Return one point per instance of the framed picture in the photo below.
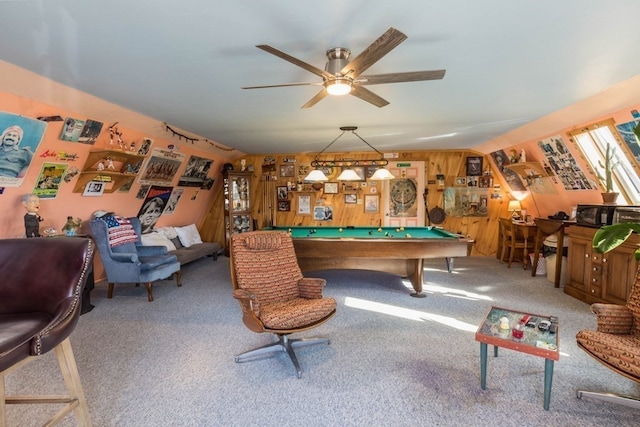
(461, 181)
(283, 192)
(284, 205)
(474, 166)
(371, 203)
(322, 213)
(331, 188)
(94, 189)
(304, 204)
(287, 170)
(351, 198)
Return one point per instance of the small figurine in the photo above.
(32, 218)
(71, 226)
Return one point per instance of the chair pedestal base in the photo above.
(620, 399)
(283, 344)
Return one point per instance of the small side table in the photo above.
(536, 343)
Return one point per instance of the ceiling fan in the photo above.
(341, 76)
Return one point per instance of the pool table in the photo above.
(394, 250)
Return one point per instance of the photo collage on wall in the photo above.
(564, 164)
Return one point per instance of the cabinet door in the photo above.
(620, 268)
(579, 263)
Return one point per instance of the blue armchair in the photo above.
(131, 262)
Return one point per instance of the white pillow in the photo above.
(157, 239)
(188, 235)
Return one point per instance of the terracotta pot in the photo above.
(609, 197)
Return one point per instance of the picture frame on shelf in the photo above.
(330, 188)
(371, 203)
(474, 165)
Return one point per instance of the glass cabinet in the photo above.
(237, 204)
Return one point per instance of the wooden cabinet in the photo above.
(237, 204)
(594, 277)
(111, 166)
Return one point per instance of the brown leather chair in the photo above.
(41, 283)
(616, 343)
(273, 294)
(511, 242)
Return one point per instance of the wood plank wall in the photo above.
(451, 164)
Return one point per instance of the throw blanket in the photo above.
(120, 231)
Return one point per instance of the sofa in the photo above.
(184, 242)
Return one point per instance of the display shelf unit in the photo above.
(237, 204)
(125, 166)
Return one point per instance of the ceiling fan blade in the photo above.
(313, 101)
(280, 54)
(411, 76)
(284, 85)
(376, 50)
(370, 97)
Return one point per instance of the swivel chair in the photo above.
(40, 291)
(131, 262)
(616, 343)
(273, 294)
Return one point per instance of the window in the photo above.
(593, 141)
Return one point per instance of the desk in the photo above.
(393, 250)
(536, 343)
(547, 227)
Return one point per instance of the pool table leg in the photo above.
(417, 277)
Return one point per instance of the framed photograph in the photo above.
(94, 189)
(304, 204)
(474, 166)
(283, 192)
(284, 205)
(330, 188)
(322, 213)
(371, 203)
(351, 198)
(288, 170)
(461, 181)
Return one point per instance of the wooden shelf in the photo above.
(123, 163)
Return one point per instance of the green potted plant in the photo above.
(609, 196)
(610, 237)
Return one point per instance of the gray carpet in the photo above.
(393, 359)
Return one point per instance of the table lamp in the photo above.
(514, 206)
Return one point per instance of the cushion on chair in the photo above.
(295, 313)
(621, 352)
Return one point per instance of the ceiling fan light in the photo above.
(338, 87)
(349, 175)
(316, 175)
(381, 175)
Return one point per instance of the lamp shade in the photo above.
(349, 175)
(316, 175)
(514, 206)
(381, 175)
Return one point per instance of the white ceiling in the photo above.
(508, 62)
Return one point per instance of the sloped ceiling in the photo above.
(509, 63)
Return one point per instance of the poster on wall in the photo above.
(49, 180)
(195, 172)
(154, 204)
(564, 164)
(501, 160)
(20, 138)
(161, 167)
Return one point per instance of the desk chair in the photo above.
(273, 294)
(511, 242)
(616, 343)
(41, 282)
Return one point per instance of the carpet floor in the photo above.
(393, 359)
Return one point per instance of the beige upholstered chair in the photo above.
(511, 242)
(41, 283)
(274, 295)
(616, 342)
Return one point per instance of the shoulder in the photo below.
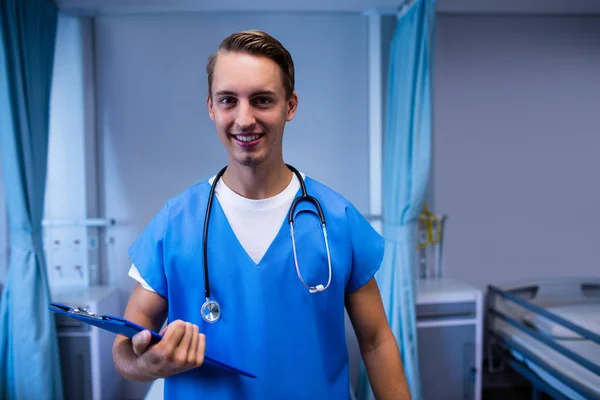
(332, 200)
(193, 197)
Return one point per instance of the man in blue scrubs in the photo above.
(271, 325)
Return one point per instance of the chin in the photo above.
(250, 162)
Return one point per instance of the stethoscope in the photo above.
(211, 310)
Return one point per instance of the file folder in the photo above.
(127, 328)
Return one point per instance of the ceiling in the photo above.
(385, 6)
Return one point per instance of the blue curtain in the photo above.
(407, 161)
(29, 357)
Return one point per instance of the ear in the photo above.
(209, 105)
(292, 106)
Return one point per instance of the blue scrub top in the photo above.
(271, 326)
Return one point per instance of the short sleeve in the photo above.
(147, 252)
(367, 249)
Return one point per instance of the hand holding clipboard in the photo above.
(169, 353)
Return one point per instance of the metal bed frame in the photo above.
(503, 345)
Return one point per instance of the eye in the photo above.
(263, 101)
(227, 100)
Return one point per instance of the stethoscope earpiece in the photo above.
(211, 310)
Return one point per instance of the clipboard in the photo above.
(127, 328)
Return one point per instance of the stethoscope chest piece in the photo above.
(211, 311)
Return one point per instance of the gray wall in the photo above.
(517, 143)
(156, 138)
(3, 229)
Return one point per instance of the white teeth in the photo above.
(246, 138)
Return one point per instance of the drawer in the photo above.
(435, 311)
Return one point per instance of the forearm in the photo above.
(384, 368)
(127, 363)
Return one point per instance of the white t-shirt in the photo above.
(254, 222)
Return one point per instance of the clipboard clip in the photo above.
(86, 313)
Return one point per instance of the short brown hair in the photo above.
(260, 44)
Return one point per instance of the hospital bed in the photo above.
(549, 332)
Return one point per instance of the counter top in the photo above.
(444, 290)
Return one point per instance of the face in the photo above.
(250, 108)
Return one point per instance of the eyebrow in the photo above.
(257, 93)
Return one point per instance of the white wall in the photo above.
(157, 139)
(516, 150)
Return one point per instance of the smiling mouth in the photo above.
(247, 138)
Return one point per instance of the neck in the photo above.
(259, 182)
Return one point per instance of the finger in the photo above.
(191, 354)
(201, 349)
(140, 342)
(173, 335)
(184, 345)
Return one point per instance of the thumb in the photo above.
(140, 342)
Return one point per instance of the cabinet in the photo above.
(86, 351)
(449, 330)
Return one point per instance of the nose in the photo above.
(244, 118)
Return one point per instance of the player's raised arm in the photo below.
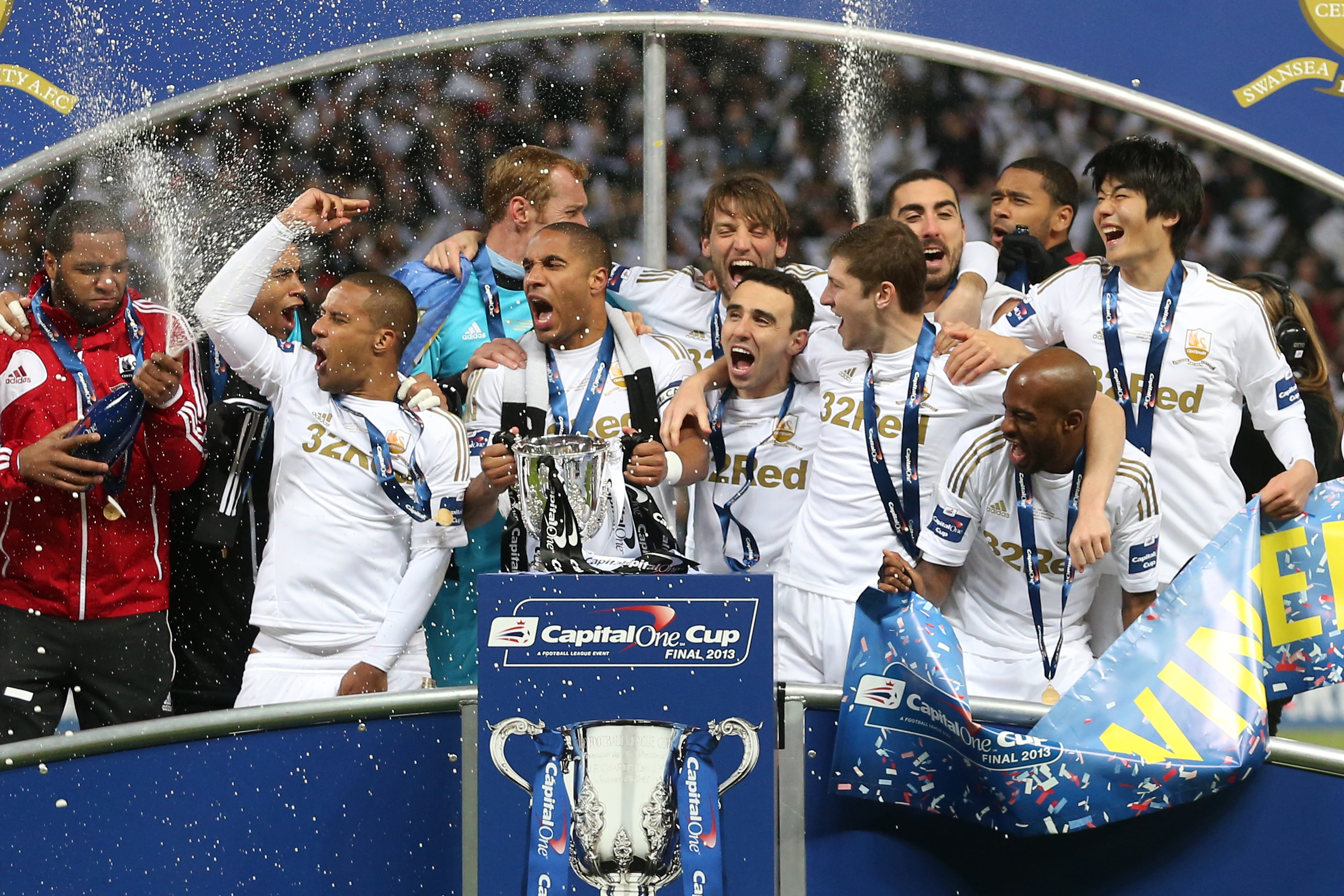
(224, 307)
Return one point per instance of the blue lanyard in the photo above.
(902, 514)
(592, 397)
(1030, 561)
(1139, 432)
(717, 328)
(71, 359)
(490, 293)
(382, 460)
(751, 551)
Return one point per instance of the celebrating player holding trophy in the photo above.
(367, 495)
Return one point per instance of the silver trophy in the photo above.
(581, 464)
(621, 781)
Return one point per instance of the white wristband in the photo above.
(675, 468)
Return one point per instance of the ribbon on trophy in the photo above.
(698, 810)
(549, 856)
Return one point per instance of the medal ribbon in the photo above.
(549, 853)
(902, 512)
(71, 359)
(416, 508)
(1030, 562)
(592, 397)
(1139, 432)
(751, 551)
(698, 812)
(717, 328)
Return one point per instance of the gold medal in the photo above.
(112, 511)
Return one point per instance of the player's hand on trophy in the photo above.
(421, 393)
(50, 461)
(499, 467)
(159, 379)
(14, 318)
(1090, 541)
(318, 213)
(444, 257)
(495, 354)
(979, 353)
(1285, 496)
(898, 576)
(363, 679)
(648, 463)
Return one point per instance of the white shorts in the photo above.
(1023, 679)
(811, 636)
(284, 674)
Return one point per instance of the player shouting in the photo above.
(889, 420)
(1179, 347)
(367, 496)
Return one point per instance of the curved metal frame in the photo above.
(709, 22)
(1283, 751)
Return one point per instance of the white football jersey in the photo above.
(1221, 351)
(975, 527)
(324, 499)
(837, 545)
(669, 363)
(678, 303)
(768, 508)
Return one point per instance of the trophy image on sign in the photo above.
(565, 491)
(636, 794)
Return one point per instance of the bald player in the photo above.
(367, 494)
(1009, 488)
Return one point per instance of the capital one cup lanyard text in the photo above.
(751, 551)
(1031, 569)
(592, 395)
(904, 511)
(71, 359)
(381, 456)
(1139, 430)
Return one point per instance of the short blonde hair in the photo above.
(525, 171)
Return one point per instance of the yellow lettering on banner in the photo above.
(1276, 586)
(1220, 648)
(1284, 74)
(1205, 701)
(29, 82)
(1175, 743)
■ ■ ■ ■
TASK PROMPT
Every line from the one containing "Return one point per instance of the white shorts" through the end of the entries above must be echoed exactly, with both ends kept.

RESPONSE FOR THIS EXERCISE
Return one point per instance of the white shorts in the photo above.
(1023, 679)
(811, 636)
(284, 674)
Return one point per instance of the player shouting in the photo above.
(889, 420)
(1179, 347)
(367, 496)
Return one point per instance of the curved metal frame in the photo above.
(709, 22)
(1283, 751)
Return one point per instance of the white football jersey in the photo above.
(1221, 351)
(975, 527)
(324, 499)
(837, 545)
(669, 363)
(678, 303)
(768, 508)
Return one point per instance of the trophy image on sign in the photo above.
(565, 491)
(636, 794)
Return one point per instance of the bald player in the photo above.
(367, 494)
(1009, 488)
Return one point per instance of the capital one cup lanyard text in the photo above.
(751, 551)
(1031, 569)
(592, 395)
(904, 511)
(71, 359)
(381, 456)
(1139, 430)
Return one point per instance of the short blonde hair in the photo above.
(525, 171)
Return one point per instance of the yellow lettering on banner in the photo above.
(1276, 586)
(1220, 648)
(1284, 74)
(1205, 701)
(29, 82)
(1175, 743)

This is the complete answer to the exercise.